# Task objective:
Rescale the data below, starting at the line that contains "Task: please point out the person with" and stopping after the line that contains "<point>708,659</point>". Rewrite every line in that span, keeping all wording unchanged but multiplying each answer coordinate by 2.05 and rounding it to a whole number, with halves rounded up.

# Records for processing:
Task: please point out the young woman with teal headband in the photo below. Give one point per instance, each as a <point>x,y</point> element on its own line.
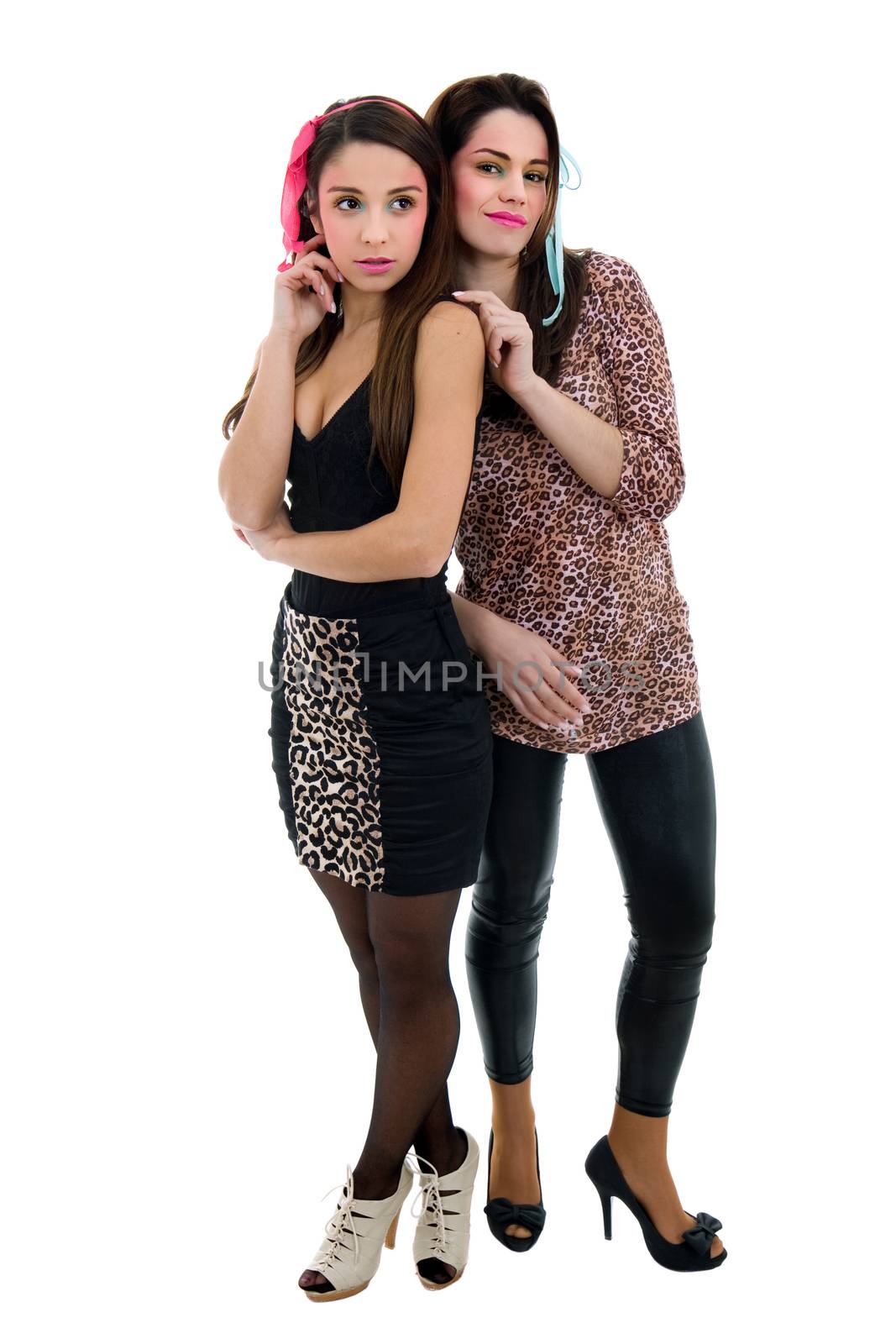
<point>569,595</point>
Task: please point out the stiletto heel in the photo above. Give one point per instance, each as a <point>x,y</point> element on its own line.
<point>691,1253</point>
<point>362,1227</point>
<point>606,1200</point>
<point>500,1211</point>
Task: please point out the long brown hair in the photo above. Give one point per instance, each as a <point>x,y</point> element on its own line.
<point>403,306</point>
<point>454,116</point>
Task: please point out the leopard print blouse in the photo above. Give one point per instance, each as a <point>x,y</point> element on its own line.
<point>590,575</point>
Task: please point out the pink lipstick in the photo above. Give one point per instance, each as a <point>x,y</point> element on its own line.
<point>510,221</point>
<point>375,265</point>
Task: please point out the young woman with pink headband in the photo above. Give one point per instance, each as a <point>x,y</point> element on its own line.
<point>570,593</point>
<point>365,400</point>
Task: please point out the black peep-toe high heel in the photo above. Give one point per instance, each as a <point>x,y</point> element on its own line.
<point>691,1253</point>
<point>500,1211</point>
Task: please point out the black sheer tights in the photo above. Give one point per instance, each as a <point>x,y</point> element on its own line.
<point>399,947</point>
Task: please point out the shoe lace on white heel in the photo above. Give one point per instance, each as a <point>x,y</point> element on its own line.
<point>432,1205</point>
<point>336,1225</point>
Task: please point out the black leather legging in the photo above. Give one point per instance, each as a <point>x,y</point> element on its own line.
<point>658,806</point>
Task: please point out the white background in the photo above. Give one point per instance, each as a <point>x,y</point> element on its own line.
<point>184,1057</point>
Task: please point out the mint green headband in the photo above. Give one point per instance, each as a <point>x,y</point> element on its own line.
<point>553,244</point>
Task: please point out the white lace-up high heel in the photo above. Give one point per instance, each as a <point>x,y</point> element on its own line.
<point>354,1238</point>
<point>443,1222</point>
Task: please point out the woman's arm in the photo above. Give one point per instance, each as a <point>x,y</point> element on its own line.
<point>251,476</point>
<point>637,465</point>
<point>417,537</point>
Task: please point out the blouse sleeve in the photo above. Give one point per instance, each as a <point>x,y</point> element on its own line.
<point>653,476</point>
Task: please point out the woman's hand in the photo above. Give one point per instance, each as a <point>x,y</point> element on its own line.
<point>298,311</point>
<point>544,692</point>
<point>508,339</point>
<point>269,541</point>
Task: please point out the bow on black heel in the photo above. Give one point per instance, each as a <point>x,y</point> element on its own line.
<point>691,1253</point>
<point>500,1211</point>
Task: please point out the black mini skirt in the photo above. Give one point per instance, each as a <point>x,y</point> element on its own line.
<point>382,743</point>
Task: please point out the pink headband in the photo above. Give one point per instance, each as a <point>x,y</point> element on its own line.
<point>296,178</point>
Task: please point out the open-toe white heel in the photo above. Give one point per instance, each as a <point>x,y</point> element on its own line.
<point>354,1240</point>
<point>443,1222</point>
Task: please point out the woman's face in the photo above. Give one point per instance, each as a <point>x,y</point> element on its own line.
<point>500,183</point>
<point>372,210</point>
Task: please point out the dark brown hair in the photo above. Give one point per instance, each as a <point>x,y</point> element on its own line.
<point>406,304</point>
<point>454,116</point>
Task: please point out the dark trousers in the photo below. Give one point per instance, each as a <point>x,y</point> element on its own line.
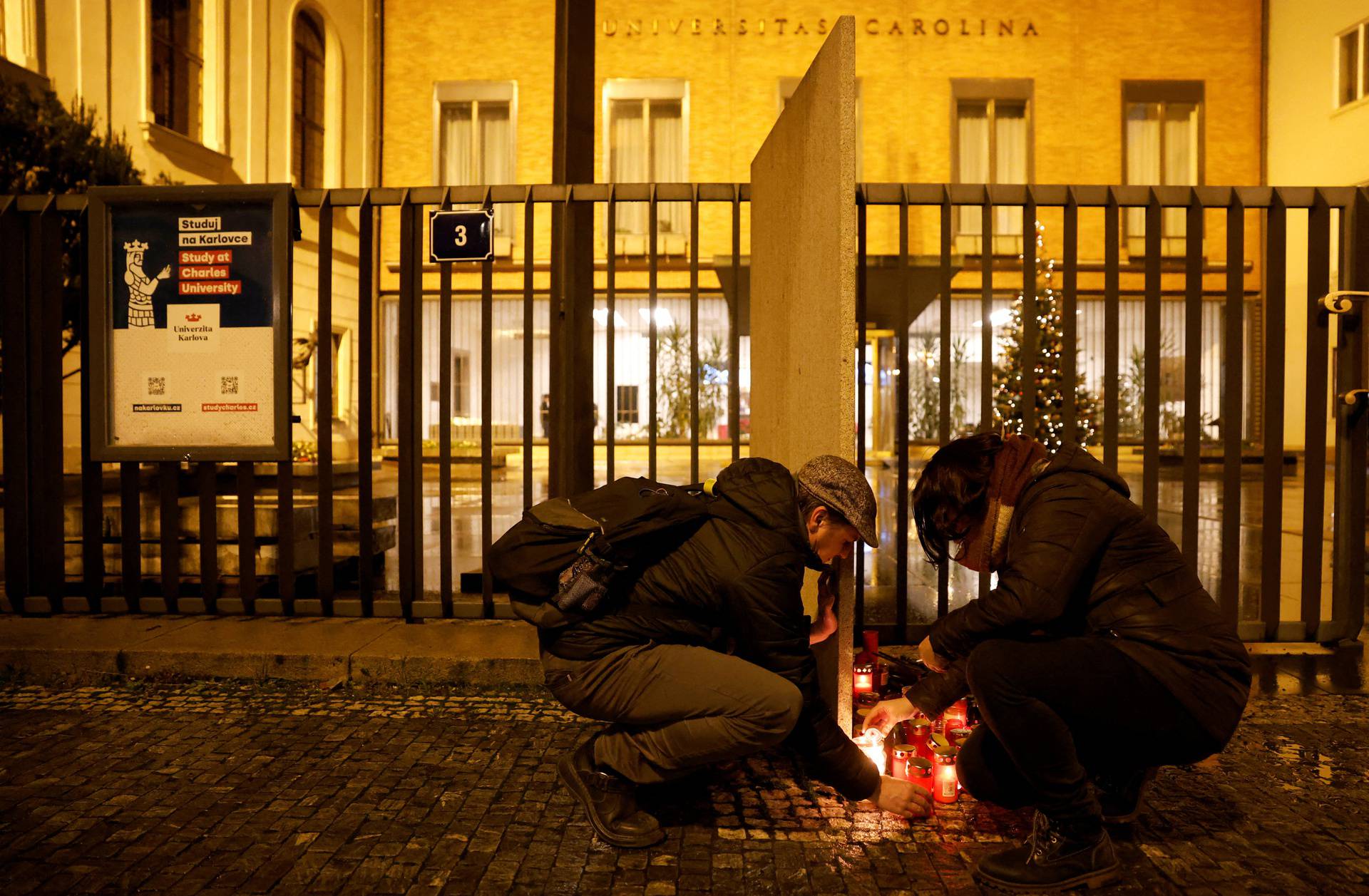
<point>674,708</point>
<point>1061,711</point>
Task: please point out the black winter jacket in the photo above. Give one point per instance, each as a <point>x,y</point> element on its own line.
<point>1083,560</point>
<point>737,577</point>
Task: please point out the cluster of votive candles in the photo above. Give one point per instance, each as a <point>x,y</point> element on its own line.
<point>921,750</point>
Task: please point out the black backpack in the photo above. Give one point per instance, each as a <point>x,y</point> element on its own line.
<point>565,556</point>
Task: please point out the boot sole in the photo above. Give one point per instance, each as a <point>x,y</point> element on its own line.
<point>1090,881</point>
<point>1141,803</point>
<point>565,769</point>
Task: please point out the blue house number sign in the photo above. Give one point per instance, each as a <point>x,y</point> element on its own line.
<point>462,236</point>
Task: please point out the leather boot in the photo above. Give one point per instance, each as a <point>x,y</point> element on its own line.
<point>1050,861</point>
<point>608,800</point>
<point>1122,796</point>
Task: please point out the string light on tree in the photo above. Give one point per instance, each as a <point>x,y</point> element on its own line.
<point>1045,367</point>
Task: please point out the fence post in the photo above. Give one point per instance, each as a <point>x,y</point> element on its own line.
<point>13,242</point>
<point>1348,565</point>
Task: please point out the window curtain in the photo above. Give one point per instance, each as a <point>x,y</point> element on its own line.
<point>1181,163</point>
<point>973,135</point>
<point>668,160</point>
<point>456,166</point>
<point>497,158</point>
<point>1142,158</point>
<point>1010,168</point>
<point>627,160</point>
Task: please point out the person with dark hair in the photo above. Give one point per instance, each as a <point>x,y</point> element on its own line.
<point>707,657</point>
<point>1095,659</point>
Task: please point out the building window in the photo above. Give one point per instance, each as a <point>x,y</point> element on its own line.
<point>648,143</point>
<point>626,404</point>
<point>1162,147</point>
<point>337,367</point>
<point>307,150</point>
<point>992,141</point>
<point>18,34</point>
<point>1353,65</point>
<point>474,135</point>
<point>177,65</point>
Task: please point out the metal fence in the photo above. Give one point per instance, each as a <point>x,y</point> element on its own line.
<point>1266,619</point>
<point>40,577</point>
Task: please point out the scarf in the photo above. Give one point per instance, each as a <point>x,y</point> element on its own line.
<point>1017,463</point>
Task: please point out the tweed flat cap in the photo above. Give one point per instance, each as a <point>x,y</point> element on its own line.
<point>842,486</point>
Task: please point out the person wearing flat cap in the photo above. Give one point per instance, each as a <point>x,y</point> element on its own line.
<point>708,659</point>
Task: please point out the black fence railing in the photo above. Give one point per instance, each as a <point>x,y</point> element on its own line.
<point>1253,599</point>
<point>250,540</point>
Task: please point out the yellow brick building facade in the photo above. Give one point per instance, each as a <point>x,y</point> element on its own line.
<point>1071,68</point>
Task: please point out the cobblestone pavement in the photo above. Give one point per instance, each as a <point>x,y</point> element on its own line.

# Solution:
Task: please point out the person with dark hair in the photo above. Give one point per instance, each as a <point>x,y</point> element on its own line.
<point>1449,1347</point>
<point>2245,1351</point>
Task: please point out the building window in the photo above. Give one point per instance, each as a <point>x,y</point> element on its own line.
<point>1328,293</point>
<point>1283,828</point>
<point>2382,301</point>
<point>691,752</point>
<point>629,308</point>
<point>2034,289</point>
<point>37,70</point>
<point>2774,133</point>
<point>972,277</point>
<point>363,133</point>
Task: please point out the metal fence in the photo above. Give one point per instance, each as a <point>x,y</point> element on its own line.
<point>2595,1269</point>
<point>82,1183</point>
Task: please point out the scarf in the photo above. Give one point per instance, each as a <point>x,y</point> element on its own line.
<point>2085,949</point>
Task: please point out the tweed flat cap in the photo above. Give one point per instance, each as a <point>x,y</point> element on its own line.
<point>1726,996</point>
Task: please point out the person wearing flat cap in the photo above. Give one point per instance, each as a <point>x,y</point> element on its own line.
<point>1451,1351</point>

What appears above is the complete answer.